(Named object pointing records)
========
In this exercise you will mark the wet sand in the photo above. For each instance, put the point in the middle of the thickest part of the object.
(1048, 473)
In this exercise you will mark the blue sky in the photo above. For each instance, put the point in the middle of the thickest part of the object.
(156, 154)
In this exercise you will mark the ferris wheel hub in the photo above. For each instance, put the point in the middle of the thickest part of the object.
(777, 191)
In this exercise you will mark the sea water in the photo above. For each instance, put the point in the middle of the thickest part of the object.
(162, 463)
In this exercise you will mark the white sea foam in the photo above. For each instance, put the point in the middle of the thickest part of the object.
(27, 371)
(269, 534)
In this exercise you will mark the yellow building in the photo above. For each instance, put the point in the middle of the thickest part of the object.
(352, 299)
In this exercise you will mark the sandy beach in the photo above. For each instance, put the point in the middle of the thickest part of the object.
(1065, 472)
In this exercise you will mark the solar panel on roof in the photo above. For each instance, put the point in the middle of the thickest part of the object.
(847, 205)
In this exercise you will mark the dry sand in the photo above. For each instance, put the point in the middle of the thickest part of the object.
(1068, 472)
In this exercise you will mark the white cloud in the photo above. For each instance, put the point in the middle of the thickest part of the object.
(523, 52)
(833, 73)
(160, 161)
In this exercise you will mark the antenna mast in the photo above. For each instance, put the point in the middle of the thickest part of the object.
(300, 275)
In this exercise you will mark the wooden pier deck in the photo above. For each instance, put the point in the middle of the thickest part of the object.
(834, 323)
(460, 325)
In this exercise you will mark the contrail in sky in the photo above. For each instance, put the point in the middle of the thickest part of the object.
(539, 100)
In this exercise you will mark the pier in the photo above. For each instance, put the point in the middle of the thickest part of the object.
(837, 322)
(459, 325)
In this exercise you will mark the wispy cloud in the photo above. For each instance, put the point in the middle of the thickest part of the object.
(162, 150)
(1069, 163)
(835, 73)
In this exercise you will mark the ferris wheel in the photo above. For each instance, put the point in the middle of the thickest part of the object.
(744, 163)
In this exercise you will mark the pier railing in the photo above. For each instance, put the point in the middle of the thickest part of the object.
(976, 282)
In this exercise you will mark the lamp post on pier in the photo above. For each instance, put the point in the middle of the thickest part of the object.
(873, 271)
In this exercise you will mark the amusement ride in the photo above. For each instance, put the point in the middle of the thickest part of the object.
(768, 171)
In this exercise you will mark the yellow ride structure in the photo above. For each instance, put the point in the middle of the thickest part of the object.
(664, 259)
========
* [Set exercise]
Reproduce every line of the records above without changing anything.

* [The reply]
In this exercise you will mark the wet sand in the photo above. For each instance, put the point in the middle of the thickest part of the object.
(1048, 473)
In this exercise you will mark the blue sky in the photo above. For each instance, put the point in the middle of the thickest part of the object.
(156, 154)
In this exercise you will mark the ferris wheel hub in the photo above. For each instance, put the point in the middle of the thickest part of the object.
(777, 191)
In this exercise you will mark the sea water in the photo above. For each instance, put the point in the middle of the thickest part of the object.
(162, 463)
In this exercise you will mark the white sea foam in the photo above. For each instance, put the point in the middle of the thickest part of the object.
(27, 371)
(269, 534)
In this exercise you will mark the yellow building in the photo above. For each instance, put the point in the middle of the thickest part of the object.
(352, 299)
In this exercise you will mark the sandy beach in the photo above. For each instance, put the point in the middle of the thickest part of the object.
(1065, 472)
In this exercise you will mark the solar panel on roof in the photo above. For each instance, put the point in the middle of the thickest part of the object.
(847, 205)
In this exercise you will mark the dry sand in the photo above. For each instance, put the point in the middle of the thickest part of the object.
(1068, 472)
In this exercise you will mark the white cloud in the photo above. For each instance, put the point in the middle of the thickest part of the object.
(523, 52)
(833, 73)
(160, 161)
In this exercise you will mark the antenna mast in the photo above. For each instance, put the point in the middle of the thickest part of the object.
(300, 275)
In this exercise you will mark the wooden pier deck in the photo above. For each instance, put the point in the middle of the thickest part of the object.
(834, 323)
(460, 325)
In this exercise you will mark the contrail in sky in the photo above. For each instance, put the point in the middle of the thickest part of the object.
(539, 100)
In this exercise you will mark the pier in the photo above. For each instance, put the point in the middle of the thickest part of the object.
(837, 322)
(459, 325)
In this exercise you will mark the wispy cloud in the photo above. For each instance, put the point in the middle of the thickest part of the object.
(162, 150)
(1069, 163)
(835, 73)
In this exercise you will mark the ferris wheel in the photo above. For each instance, put the point in the middle of the thickest part of the object.
(744, 163)
In this exercise you will mark the pier railing in the photo above. For each instance, put the point in the middle of the thickest part of the object.
(976, 282)
In this exercise you will mark the lamp post on pier in the photo above. For each instance, put the point in the middle of the thickest part of the object.
(873, 271)
In this exercise you will mark the amusement ride in the photo above. For each instance, put the point in the middle of the thickest part of the object.
(768, 171)
In this exercise you will mark the yellow ride structure in the photo above. For each instance, put the point in the middle of the thickest part of the object.
(664, 259)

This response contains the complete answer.